Count the lines in the listing below that contain the string "face", treating uppercase and lowercase letters as distinct. Reply with the number alone.

Data records:
□ □ □ □ □ □ □

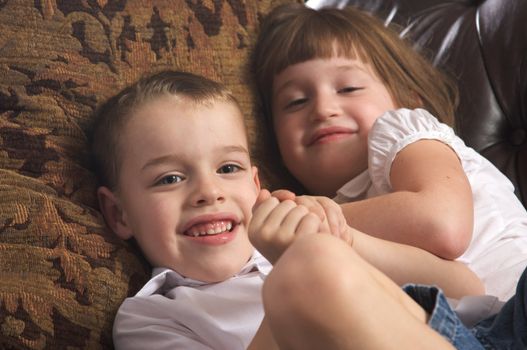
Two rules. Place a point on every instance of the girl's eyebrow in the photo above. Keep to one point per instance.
(343, 67)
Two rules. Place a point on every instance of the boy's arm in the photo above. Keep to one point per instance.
(408, 264)
(402, 263)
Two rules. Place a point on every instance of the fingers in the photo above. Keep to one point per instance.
(283, 195)
(262, 196)
(275, 225)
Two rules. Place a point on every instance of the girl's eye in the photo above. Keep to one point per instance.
(229, 168)
(349, 89)
(170, 180)
(295, 103)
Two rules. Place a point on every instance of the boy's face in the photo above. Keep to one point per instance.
(187, 187)
(323, 110)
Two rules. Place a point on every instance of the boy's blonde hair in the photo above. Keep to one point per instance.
(294, 33)
(113, 115)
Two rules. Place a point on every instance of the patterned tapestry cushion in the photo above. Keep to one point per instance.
(63, 274)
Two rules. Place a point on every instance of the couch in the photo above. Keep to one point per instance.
(63, 274)
(483, 45)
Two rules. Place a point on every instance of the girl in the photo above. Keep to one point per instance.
(357, 115)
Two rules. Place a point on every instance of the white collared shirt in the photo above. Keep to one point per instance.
(173, 312)
(498, 250)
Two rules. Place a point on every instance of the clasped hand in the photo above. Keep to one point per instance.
(279, 218)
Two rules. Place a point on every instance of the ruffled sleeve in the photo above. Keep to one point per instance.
(395, 130)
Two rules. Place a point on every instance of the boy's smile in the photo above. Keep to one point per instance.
(187, 186)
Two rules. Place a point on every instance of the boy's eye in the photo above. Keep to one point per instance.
(170, 179)
(229, 168)
(349, 89)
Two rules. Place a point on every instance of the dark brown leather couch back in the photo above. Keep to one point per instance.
(484, 45)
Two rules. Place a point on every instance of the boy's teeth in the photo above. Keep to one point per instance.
(210, 228)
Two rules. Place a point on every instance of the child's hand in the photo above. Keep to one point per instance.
(275, 224)
(325, 208)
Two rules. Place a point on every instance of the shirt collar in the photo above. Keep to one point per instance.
(164, 279)
(356, 188)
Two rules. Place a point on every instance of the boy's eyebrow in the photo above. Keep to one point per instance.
(174, 157)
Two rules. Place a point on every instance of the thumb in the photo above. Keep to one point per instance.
(262, 196)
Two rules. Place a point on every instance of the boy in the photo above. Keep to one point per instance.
(176, 176)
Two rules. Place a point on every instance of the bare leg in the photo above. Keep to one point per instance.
(323, 295)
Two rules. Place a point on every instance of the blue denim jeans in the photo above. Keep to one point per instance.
(506, 330)
(443, 319)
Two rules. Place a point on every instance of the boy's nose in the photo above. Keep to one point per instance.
(207, 192)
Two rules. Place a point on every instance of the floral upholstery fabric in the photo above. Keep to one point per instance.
(63, 274)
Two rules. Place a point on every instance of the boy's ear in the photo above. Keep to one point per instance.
(256, 178)
(113, 213)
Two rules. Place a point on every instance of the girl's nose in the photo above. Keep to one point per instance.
(207, 192)
(325, 106)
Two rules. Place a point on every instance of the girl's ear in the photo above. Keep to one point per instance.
(256, 179)
(113, 213)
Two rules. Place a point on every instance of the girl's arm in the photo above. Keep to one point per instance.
(263, 339)
(431, 206)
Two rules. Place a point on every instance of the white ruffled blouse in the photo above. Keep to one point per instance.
(498, 250)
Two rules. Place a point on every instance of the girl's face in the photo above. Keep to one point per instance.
(323, 110)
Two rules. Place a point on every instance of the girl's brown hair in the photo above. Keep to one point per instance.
(113, 115)
(294, 33)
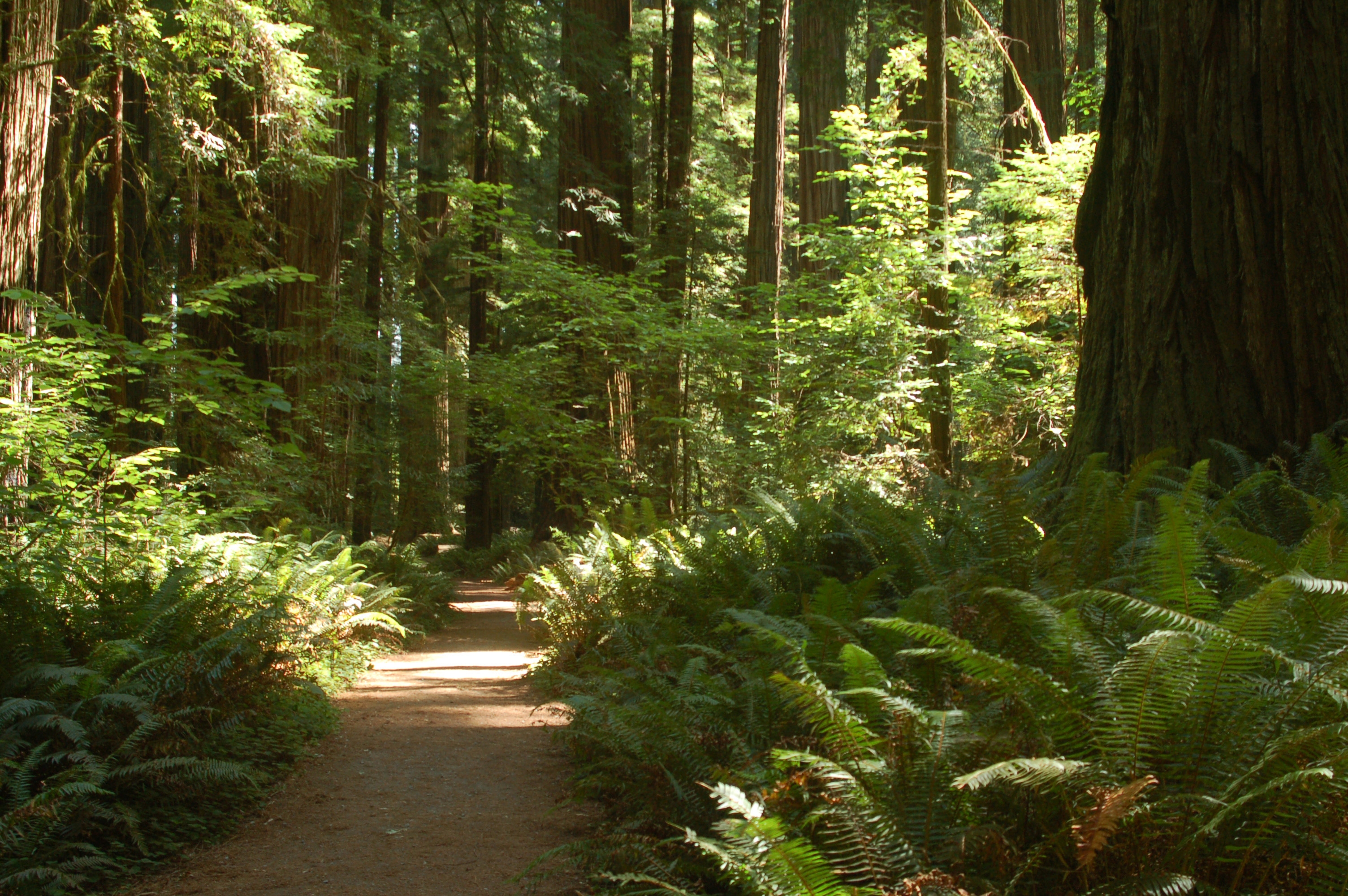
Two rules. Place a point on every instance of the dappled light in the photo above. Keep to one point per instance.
(688, 448)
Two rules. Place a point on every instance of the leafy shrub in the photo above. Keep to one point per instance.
(1129, 685)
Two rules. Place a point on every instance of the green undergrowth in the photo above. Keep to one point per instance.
(153, 697)
(1121, 684)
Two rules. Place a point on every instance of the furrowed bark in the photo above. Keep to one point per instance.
(821, 43)
(764, 248)
(1036, 41)
(936, 312)
(368, 486)
(1214, 231)
(479, 518)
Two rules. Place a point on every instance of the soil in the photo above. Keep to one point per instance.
(443, 780)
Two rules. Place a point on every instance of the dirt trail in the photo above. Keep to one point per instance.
(441, 782)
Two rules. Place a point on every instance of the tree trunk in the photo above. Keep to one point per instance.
(368, 476)
(936, 313)
(1085, 56)
(1036, 34)
(764, 248)
(676, 236)
(676, 223)
(595, 169)
(821, 42)
(877, 49)
(423, 449)
(479, 519)
(1214, 231)
(27, 46)
(60, 239)
(660, 111)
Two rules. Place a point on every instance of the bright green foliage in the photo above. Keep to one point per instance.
(160, 670)
(1129, 685)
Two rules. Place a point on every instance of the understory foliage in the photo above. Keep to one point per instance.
(161, 668)
(1129, 684)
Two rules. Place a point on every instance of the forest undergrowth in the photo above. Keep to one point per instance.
(164, 666)
(1121, 684)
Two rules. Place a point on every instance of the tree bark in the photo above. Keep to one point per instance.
(423, 442)
(1214, 231)
(660, 111)
(764, 248)
(676, 220)
(676, 236)
(821, 43)
(1036, 34)
(27, 46)
(368, 476)
(936, 312)
(479, 518)
(595, 169)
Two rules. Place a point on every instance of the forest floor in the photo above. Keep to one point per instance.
(443, 780)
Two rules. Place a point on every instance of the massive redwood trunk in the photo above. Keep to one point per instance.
(821, 46)
(423, 425)
(764, 250)
(595, 166)
(479, 517)
(1036, 34)
(27, 45)
(1214, 231)
(368, 475)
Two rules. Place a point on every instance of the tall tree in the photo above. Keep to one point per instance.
(423, 425)
(676, 223)
(595, 166)
(479, 519)
(1036, 39)
(1212, 231)
(368, 475)
(821, 46)
(1085, 54)
(936, 312)
(27, 46)
(676, 235)
(764, 248)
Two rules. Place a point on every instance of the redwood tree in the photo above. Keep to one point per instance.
(1214, 231)
(1036, 34)
(367, 476)
(595, 168)
(821, 45)
(764, 250)
(27, 45)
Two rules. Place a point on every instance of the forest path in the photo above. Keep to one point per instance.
(440, 782)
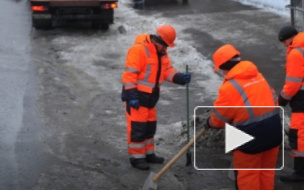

□ □ □ □ □ □ □

Solution to this task:
2